## MATERIAL FOR THE TASK
####################

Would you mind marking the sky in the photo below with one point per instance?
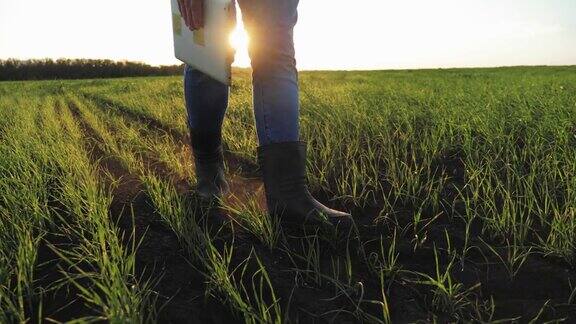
(330, 34)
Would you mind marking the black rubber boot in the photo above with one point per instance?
(283, 167)
(209, 163)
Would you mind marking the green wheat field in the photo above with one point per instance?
(462, 184)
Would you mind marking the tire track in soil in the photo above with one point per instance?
(245, 184)
(160, 256)
(243, 177)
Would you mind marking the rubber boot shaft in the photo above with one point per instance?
(283, 167)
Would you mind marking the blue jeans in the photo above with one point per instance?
(270, 24)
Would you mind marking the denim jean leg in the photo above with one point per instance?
(206, 101)
(270, 24)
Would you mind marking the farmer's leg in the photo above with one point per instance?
(206, 102)
(281, 156)
(270, 24)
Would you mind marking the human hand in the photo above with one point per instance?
(193, 13)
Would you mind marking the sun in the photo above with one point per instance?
(239, 40)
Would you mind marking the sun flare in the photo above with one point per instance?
(239, 40)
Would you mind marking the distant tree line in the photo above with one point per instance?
(41, 69)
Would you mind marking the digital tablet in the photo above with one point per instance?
(207, 49)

####################

## WHAT YOU HAVE TO DO
Repeat the listing above word for word, omitting the pictures.

## TASK SOLUTION
Would you mind marking the sky in the photo below with one point per instance?
(330, 34)
Would you mind marking the black rubber boot in the photo above with one point per instance?
(283, 167)
(209, 163)
Would you mind marking the green wheat field in the photo above with one point per instance?
(462, 184)
Would you mind marking the tire track in soil in the photo above with one point per instance?
(245, 184)
(160, 256)
(243, 177)
Would you mind marking the rubber boot shaft in the photo above with one point per instance?
(283, 167)
Would you mind marking the blue jeans in the photo above with one point per instance?
(270, 24)
Would you mind marking the denim jean leg in the photo above with one point per instance?
(206, 101)
(270, 24)
Would you mind marking the farmer's leg in the photo above with one point per instance?
(206, 102)
(281, 156)
(270, 24)
Would you mind marking the human hand in the photo above with one point per instance?
(193, 13)
Would you mind marking the sun in the photo above with one point per instance?
(239, 40)
Would you mind marking the sun flare in the photo above with one point per instance?
(239, 40)
Would you mind marking the distant tree line in the photo above with one point per instance?
(41, 69)
Would you mind marking the digital tablet in the photo above with one point per instance?
(207, 49)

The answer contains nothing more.